PROBLEM:
Return the lines below verbatim, from the line containing "TARGET = sponsor sign" through the line containing "[(134, 403)]", with both of those lines included.

Records from a point-labeling set:
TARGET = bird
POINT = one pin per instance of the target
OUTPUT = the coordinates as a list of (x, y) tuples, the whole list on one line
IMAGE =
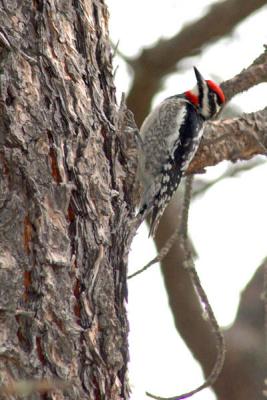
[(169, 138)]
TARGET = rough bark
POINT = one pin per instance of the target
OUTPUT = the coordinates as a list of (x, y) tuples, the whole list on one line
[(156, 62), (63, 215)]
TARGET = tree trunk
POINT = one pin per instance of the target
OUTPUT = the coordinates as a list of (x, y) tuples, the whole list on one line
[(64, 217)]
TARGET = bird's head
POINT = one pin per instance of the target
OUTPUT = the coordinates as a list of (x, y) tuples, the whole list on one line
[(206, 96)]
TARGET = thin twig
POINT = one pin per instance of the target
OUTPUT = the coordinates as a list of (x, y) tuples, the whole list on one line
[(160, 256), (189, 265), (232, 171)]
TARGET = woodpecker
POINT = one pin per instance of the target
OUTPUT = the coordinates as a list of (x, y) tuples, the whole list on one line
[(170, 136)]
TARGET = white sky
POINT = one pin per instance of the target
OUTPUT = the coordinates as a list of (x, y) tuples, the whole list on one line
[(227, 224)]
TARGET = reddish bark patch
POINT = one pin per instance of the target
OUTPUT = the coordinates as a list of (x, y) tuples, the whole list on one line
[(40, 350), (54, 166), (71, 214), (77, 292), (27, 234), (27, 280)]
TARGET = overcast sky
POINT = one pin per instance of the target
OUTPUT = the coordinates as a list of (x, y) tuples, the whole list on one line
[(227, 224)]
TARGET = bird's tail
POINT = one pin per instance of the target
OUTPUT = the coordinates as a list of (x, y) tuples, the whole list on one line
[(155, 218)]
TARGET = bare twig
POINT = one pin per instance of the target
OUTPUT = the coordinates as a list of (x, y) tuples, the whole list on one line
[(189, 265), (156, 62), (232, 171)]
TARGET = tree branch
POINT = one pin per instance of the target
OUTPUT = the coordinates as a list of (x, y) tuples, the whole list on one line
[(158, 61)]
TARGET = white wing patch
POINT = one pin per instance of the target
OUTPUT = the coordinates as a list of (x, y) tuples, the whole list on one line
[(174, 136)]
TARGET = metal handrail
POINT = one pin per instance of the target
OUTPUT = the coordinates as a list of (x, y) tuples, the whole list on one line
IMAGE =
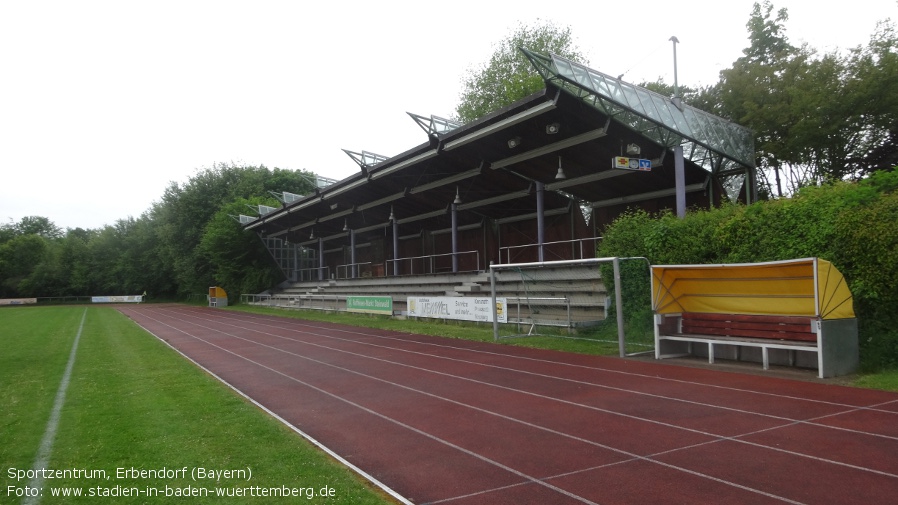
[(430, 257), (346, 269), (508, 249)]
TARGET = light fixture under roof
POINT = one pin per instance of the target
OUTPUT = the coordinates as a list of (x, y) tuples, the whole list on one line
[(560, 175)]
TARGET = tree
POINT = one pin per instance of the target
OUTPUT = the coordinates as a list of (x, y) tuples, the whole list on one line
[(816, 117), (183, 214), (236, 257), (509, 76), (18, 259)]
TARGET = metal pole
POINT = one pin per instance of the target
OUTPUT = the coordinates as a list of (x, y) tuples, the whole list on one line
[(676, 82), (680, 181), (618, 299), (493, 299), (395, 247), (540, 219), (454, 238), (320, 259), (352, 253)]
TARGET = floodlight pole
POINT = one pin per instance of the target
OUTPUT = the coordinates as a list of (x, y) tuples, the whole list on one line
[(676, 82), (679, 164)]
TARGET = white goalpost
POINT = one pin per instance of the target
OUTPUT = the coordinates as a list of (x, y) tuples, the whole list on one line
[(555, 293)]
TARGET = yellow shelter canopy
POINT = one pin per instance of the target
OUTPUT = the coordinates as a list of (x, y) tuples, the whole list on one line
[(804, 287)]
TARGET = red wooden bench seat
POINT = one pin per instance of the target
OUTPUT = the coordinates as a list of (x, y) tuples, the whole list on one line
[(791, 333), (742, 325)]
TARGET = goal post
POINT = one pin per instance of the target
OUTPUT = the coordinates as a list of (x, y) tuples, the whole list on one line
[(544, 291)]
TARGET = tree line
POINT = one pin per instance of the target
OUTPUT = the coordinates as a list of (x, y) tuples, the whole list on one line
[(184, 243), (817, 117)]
---
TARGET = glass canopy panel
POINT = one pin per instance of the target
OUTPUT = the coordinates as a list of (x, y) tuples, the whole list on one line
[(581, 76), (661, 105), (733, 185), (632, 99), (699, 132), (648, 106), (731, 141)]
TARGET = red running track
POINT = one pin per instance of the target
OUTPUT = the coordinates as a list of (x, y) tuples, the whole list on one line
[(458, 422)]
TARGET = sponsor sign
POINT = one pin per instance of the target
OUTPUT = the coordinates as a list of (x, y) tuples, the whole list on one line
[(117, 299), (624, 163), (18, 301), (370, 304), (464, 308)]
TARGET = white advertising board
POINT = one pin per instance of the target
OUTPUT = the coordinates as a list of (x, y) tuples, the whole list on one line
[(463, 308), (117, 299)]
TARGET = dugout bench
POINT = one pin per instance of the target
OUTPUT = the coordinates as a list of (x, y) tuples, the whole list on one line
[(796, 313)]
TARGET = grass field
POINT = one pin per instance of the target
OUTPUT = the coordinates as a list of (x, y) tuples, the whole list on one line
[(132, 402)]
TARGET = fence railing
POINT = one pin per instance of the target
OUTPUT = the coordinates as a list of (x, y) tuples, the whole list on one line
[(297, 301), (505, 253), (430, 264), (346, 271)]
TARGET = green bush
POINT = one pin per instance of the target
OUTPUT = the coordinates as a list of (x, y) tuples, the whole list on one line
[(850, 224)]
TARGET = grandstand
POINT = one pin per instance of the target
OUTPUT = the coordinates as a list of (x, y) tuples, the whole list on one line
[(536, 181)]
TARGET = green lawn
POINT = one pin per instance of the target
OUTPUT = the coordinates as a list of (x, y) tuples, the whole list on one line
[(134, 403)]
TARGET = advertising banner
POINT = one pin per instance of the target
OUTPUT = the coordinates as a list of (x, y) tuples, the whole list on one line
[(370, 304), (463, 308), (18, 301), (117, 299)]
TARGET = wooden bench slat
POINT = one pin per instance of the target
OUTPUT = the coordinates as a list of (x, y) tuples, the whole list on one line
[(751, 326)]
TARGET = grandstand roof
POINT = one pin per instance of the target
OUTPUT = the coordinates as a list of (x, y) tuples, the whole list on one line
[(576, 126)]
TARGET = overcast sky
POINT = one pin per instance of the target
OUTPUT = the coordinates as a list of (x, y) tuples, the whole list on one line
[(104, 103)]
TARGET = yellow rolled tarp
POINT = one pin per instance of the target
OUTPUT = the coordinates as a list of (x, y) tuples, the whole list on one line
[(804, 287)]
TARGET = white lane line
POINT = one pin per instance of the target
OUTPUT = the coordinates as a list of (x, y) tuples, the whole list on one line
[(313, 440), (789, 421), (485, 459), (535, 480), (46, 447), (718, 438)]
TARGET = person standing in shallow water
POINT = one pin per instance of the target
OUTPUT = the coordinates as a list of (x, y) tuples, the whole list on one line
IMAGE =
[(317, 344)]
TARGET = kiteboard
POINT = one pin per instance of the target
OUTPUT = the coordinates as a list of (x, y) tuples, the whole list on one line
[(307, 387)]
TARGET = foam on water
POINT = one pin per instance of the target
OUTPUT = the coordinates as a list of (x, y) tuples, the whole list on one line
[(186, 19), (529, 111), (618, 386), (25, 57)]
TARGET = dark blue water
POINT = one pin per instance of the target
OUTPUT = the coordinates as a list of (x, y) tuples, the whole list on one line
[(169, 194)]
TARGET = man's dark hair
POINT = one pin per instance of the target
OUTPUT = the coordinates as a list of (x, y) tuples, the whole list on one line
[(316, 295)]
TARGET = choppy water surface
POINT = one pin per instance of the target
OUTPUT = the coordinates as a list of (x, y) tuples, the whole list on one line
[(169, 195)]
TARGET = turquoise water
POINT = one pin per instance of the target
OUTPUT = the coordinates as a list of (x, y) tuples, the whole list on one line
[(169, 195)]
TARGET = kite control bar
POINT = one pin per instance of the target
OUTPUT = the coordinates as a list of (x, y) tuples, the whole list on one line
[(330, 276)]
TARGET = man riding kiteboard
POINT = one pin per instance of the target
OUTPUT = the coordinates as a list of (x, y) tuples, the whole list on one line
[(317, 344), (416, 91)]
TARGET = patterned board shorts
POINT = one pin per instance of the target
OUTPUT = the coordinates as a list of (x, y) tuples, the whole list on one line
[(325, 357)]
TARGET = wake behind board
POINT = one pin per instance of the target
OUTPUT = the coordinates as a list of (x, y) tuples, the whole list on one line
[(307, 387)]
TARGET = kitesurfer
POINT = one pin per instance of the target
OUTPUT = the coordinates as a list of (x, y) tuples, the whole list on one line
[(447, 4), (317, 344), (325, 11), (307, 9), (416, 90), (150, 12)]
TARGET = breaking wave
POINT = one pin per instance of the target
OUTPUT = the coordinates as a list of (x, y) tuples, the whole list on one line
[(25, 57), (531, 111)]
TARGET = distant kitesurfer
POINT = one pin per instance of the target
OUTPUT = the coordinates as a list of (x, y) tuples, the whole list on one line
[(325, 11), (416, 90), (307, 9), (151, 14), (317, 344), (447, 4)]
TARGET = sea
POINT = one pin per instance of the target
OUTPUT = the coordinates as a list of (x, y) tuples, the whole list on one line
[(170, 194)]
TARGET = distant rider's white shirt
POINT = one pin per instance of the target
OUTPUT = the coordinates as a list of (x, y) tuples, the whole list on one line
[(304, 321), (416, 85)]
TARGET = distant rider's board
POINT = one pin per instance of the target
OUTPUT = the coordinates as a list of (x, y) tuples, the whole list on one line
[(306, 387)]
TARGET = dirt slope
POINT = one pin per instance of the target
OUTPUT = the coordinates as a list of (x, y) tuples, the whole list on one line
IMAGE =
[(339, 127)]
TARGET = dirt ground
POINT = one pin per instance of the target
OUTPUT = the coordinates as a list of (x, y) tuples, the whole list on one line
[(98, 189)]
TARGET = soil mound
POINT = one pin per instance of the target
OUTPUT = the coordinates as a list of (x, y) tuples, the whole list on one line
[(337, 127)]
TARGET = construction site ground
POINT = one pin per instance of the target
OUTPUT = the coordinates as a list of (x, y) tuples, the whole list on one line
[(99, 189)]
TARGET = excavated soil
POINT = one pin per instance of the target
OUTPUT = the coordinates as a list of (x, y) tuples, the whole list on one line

RESULT:
TARGET = sponsor sign
POINT = one pin per instance of the target
OUTPUT = the coordinates as a list of (x, y) tuples, the whole list on one line
[(117, 299), (624, 163), (18, 301), (370, 304), (464, 308)]
TARGET = white advertising board
POINT = one pin per instance of the target
OUTPUT = the coordinates as a list of (x, y) tuples, the whole list on one line
[(463, 308), (117, 299)]
TARGET = dugout bench
POINT = one pin per instance of the target
OUTPUT = the coordinates as a list of (x, y) tuples, the whole list on one line
[(796, 313)]
TARGET = grass field
POINT = one pin per instance of the target
OUTPUT = the coordinates as a list of (x, y) tuples, the whole list on one line
[(132, 402)]
TARGET = fence railing
POINT = one pin per instance of the target
OUTPUT = the coordinates as a list of (x, y) tuples, the whole list on one line
[(297, 301), (505, 253), (430, 264), (346, 271)]
TARGET = green bush
POINT = one pin per instance of the target
OUTPUT = the coordinates as a list of (x, y) tuples, the whole list on one line
[(850, 224)]
TARGET = grandstand
POINT = one pin per instance of the target
OUTPUT = the coordinates as a list of (x, y) tuples, the whole list on one line
[(536, 181)]
TARGET = green lawn
POINT = one pin per instance of the target
OUTPUT = the coordinates as a list of (x, y) tuples, the whole list on one line
[(134, 403)]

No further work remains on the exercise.